BEGIN Document section
He throttled back sharply and the enemy overshot, diving steeply. He put his nose down and went after it. It twisted to left and right, but he turned with it, awaiting his chance. The Me. pilot shewed no imagination: regular turns to port and starboard alternately; as soon as Lacey had established the pattern of his evasive tactics, he put himself in position for what must inevitably happen. At the split second that the target next jinked, he thumbed his firing button. The acrid cordite smoke in his cockpit was as heady as incense to a religious devotee, as he watched his bullets smash into the Io9’s fuselage and stitch a long row of gaping holes along it. The Me. steepened its dive. So did the Hurricane. With the aircraft vibrating and his controls stiff, Lacey put in another long, well-aimed burst. A gout of vivid flame, a streamer of grey smoke laced with oily black, and the German fighter hurtled on, plainly out of control with its pilot dead or crippled.
A few seconds later, when Lacey eased out of his dive, he saw a brilliant flash of flame followed by a great pillar of smoke as the Me. 109 plunged into a petrol storage tank on the estuary shore.
501 Squadron entered September 1940 with a pilot strength of: Squadron Leader H. A. V. Hogan, Flight Lieutenants J. A. A. Gibson and A. R. Putt, Pilot Officers S. Skalski, P. R. Hairs, R. C. Dafforn and B. L. Duckenfield; with three in hospital, K. R. Aldridge, K. N. T. Lee and F. Kozlowski. Flight Sergeant Morfill, and Sergeants McKay, Lacey, Wilkinson, Loverseed, Farnes, Howarth, Adams, Glowacki, Whitehouse, Gent and Henning.
On the sunny Sunday which opened the month, they tangled with twenty-seven 110s, 16,000 ft above Tunbridge Wells and damaged one.
Monday began with an air raid, at 7.50 a.m., during which bombs fell on the edge of the airfield. It was a
day of frequent scrambles and wild dog-fights that sprawled all over the sky, splitting formations so that pilots often found themselves alone among a vastly greater number of the enemy. Since the days in France, when ‘Cobber’ Kain had declared, half-seriously. ‘We have decided, in future, not to take on odds of more than four to one!’ the R.A.F. had been pitted against numbers gravely superior to their own. Four to one, five to one, even eight to one, were routine. But on the first Monday in September 1940, completing exactly one year since the declaration of war, one pilot of 501 reported finding himself tackling fifteen Do. 17s, and another, also alone, nine He. 113s.
END Document section
BEGIN Listed records
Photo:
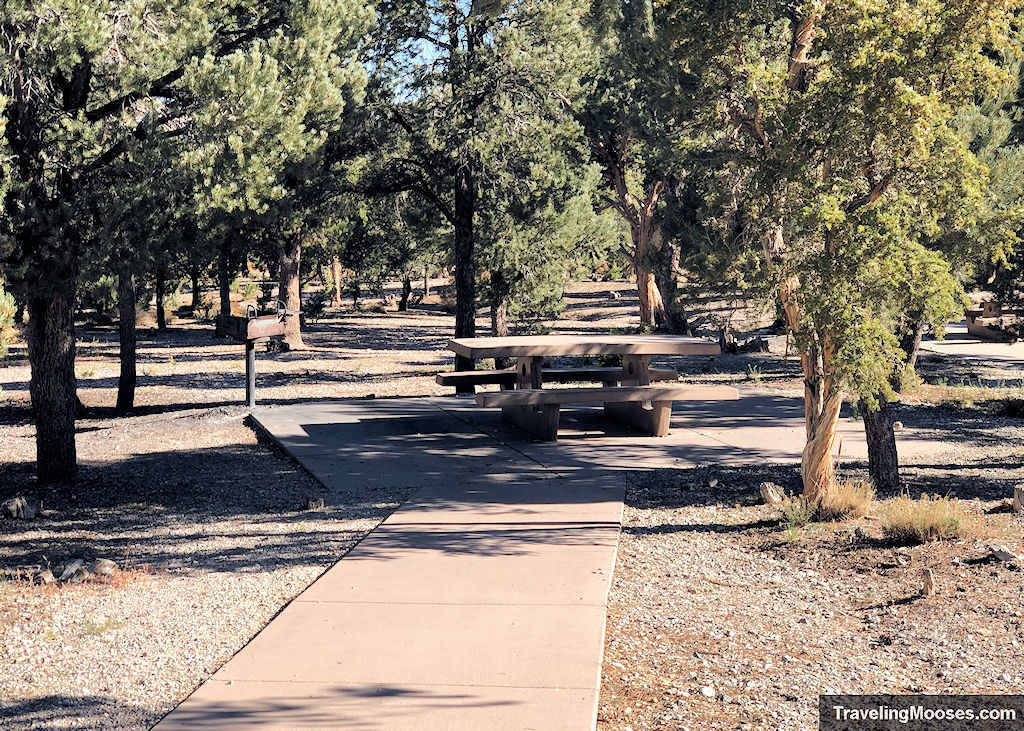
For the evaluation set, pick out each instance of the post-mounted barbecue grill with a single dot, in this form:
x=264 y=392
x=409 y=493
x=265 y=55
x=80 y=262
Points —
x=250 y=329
END Listed records
BEGIN Listed records
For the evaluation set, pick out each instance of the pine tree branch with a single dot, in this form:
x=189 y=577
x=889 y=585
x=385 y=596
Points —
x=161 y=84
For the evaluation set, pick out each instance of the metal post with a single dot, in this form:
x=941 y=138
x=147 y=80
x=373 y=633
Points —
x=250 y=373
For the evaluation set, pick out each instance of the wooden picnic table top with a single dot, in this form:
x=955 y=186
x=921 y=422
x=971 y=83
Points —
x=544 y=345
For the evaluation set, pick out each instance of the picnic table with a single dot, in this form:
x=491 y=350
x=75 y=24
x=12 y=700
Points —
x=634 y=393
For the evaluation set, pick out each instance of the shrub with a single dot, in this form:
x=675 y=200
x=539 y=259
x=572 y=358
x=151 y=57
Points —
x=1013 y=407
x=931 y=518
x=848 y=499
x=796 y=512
END Listed records
Reproduce the stretch of the 501 Squadron passage from "A few seconds" through "the estuary shore.".

A few seconds later, when Lacey eased out of his dive, he saw a brilliant flash of flame followed by a great pillar of smoke as the Me. 109 plunged into a petrol storage tank on the estuary shore.